**Dataset items:**
......

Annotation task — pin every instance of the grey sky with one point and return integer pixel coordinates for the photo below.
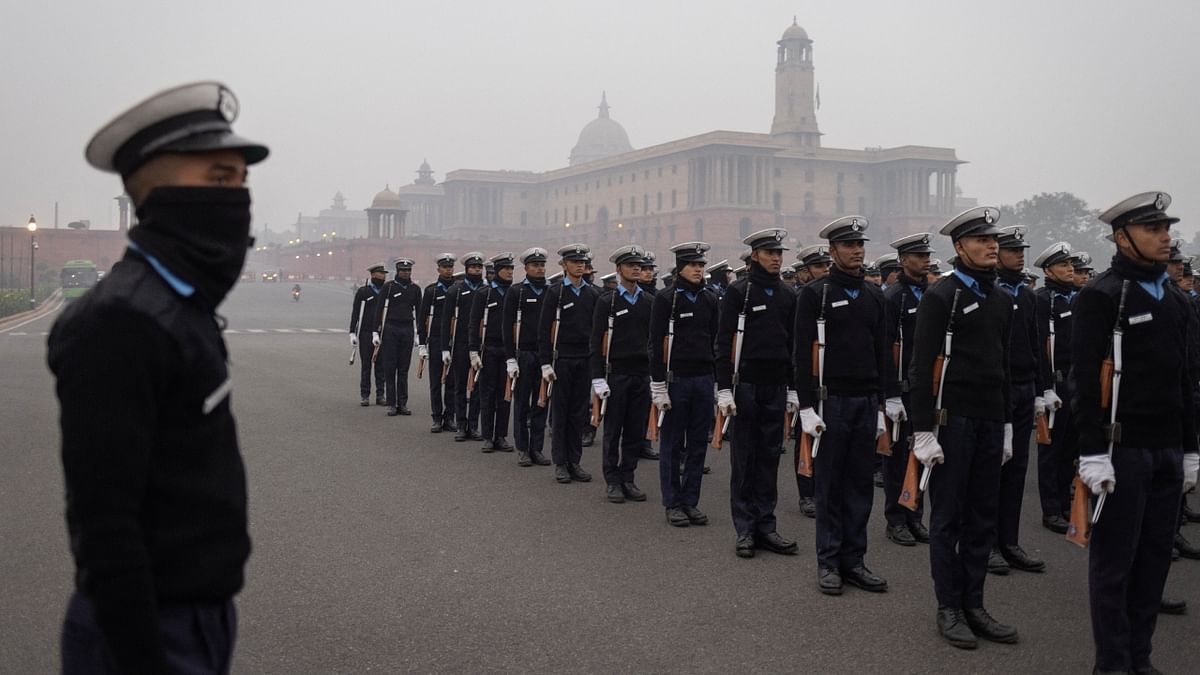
(1092, 97)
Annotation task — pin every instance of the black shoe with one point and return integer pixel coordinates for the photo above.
(900, 535)
(695, 515)
(953, 627)
(777, 544)
(1020, 560)
(1055, 524)
(677, 518)
(984, 626)
(996, 563)
(633, 493)
(744, 548)
(1173, 605)
(615, 494)
(828, 581)
(1186, 548)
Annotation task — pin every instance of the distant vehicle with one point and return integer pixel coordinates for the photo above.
(77, 278)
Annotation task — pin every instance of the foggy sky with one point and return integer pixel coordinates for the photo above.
(1092, 97)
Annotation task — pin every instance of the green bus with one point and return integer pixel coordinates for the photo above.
(77, 278)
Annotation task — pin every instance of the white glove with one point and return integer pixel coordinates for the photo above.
(927, 448)
(1051, 399)
(811, 423)
(1191, 467)
(725, 402)
(600, 386)
(793, 400)
(1097, 472)
(659, 395)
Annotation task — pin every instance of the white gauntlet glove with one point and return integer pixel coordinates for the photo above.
(811, 423)
(659, 395)
(1096, 472)
(927, 448)
(725, 402)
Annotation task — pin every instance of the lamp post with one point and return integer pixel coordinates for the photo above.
(33, 246)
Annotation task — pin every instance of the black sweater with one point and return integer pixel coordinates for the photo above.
(977, 383)
(155, 483)
(767, 338)
(574, 315)
(526, 297)
(856, 336)
(630, 333)
(695, 327)
(1155, 406)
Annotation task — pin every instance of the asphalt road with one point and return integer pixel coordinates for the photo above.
(379, 547)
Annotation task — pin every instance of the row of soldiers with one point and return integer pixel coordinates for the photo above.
(952, 371)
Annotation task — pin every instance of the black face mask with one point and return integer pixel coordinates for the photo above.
(201, 234)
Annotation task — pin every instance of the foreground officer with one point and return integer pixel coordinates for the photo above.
(621, 372)
(855, 368)
(754, 378)
(429, 334)
(682, 332)
(564, 332)
(904, 526)
(365, 302)
(454, 352)
(1153, 448)
(976, 424)
(486, 350)
(155, 483)
(394, 334)
(522, 310)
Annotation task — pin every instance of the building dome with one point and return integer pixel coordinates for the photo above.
(603, 137)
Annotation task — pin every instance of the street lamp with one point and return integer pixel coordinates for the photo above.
(33, 246)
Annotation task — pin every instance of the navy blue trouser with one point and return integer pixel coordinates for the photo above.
(570, 393)
(528, 419)
(754, 457)
(1012, 475)
(894, 467)
(1131, 553)
(964, 495)
(396, 354)
(843, 479)
(624, 425)
(198, 638)
(684, 440)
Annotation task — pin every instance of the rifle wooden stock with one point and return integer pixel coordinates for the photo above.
(1078, 530)
(910, 490)
(804, 455)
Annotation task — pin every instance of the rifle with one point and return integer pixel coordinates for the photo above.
(358, 329)
(1110, 388)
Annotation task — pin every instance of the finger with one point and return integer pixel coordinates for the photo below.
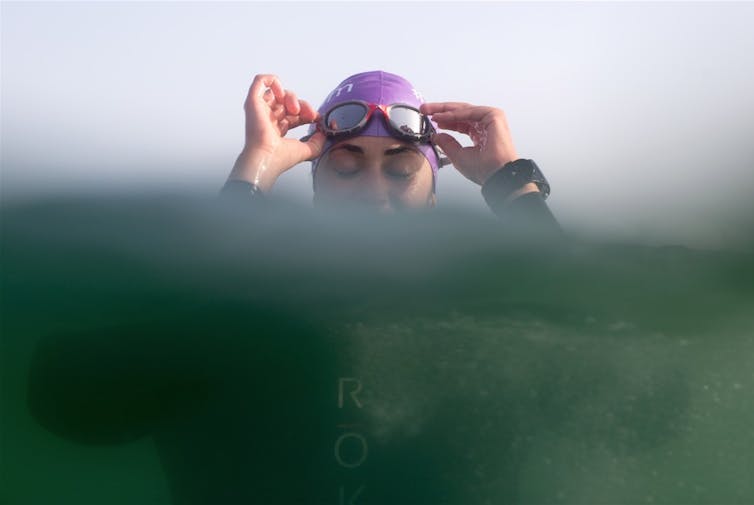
(291, 103)
(259, 86)
(434, 107)
(485, 115)
(277, 112)
(295, 121)
(458, 126)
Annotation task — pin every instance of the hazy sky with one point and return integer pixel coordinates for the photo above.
(636, 112)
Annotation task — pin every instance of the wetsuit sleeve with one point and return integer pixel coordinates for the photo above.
(527, 212)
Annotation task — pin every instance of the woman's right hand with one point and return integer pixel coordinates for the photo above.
(270, 112)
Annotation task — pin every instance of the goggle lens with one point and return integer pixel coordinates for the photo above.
(349, 118)
(346, 116)
(407, 121)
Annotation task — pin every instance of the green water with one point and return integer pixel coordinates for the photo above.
(177, 351)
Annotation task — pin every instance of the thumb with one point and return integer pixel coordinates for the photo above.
(312, 148)
(449, 145)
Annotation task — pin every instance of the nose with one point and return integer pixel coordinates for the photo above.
(375, 193)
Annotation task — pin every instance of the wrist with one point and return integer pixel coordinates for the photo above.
(514, 179)
(254, 166)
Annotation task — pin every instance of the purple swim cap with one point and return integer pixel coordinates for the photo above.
(378, 87)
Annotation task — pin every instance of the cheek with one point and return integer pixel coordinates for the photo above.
(418, 192)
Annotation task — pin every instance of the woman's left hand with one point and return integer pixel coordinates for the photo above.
(488, 130)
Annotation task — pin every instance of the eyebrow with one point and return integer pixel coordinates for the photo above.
(358, 149)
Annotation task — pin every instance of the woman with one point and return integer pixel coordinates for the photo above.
(373, 142)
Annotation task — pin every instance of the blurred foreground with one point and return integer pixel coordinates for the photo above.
(178, 350)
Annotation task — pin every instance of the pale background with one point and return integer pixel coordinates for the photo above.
(641, 115)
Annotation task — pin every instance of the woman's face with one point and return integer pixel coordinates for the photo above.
(378, 172)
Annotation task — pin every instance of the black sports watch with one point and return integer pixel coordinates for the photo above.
(513, 176)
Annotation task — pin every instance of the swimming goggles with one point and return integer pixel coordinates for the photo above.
(402, 121)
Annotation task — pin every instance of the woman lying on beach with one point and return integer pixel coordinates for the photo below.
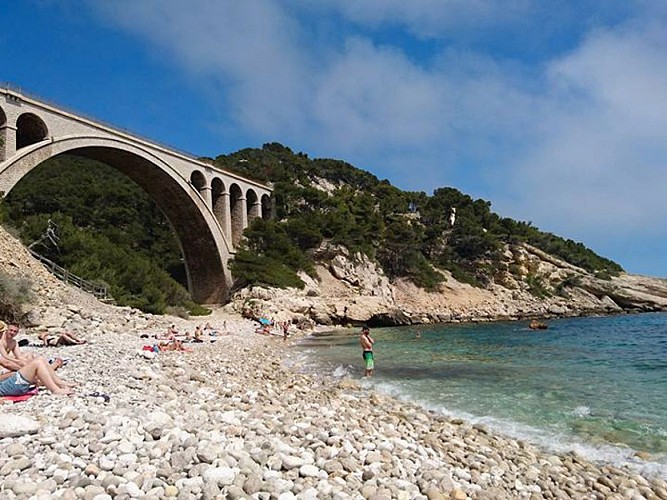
(174, 345)
(54, 340)
(35, 372)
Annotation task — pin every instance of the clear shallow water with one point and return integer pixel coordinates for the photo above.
(594, 385)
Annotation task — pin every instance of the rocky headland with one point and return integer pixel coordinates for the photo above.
(237, 418)
(352, 289)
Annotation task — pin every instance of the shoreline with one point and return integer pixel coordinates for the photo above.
(233, 420)
(650, 464)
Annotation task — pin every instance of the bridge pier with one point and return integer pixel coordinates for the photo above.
(255, 211)
(221, 210)
(206, 206)
(7, 141)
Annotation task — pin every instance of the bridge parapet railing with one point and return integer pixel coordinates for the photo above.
(15, 88)
(99, 291)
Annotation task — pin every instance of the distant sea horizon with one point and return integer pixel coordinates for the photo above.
(593, 385)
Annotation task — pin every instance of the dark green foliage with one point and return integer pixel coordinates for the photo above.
(369, 215)
(14, 293)
(110, 231)
(252, 269)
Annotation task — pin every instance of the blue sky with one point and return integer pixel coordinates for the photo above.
(556, 112)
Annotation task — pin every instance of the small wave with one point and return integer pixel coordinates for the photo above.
(549, 441)
(341, 371)
(582, 411)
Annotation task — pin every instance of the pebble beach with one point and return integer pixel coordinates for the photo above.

......

Present the lines from the one containing "Annotation task — pin every instance of the bridge pier" through the last line as a Markdown table with the columns Row and Line, leaving out blank lines.

**FINAL RESULT:**
| Row | Line |
|---|---|
| 1 | Annotation task — pin every instance of the bridge pier with one point and return integer pixel coordinates for the photo above. |
| 2 | (255, 211) |
| 3 | (221, 210) |
| 4 | (206, 206) |
| 5 | (7, 141) |
| 6 | Annotation task — pin every instance of the bridge parapet railing with one point and return integer pixel coordinates for the photo above. |
| 7 | (15, 88) |
| 8 | (99, 291) |
| 9 | Annotation task — pin every instance of the distant sea horizon with one point and return integer pixel coordinates for the photo above. |
| 10 | (593, 385) |
| 11 | Annotation task — pin every instance of the dark green foliage with one point and return integer pixel coordinates for the photo above. |
| 12 | (369, 215) |
| 13 | (14, 293) |
| 14 | (110, 231) |
| 15 | (252, 269) |
| 16 | Annotation task — pin every instance of the blue sky with one point and return integer pixel coordinates for the photo above. |
| 17 | (556, 112) |
| 18 | Annotation task — pin every instance of the small wave with one point and return integer pixel coordinates for the photo above. |
| 19 | (549, 441) |
| 20 | (341, 371) |
| 21 | (582, 411) |
| 22 | Annotation task — pin every instance of the pebble beach with one point and return integer pixel coordinates for the photo above. |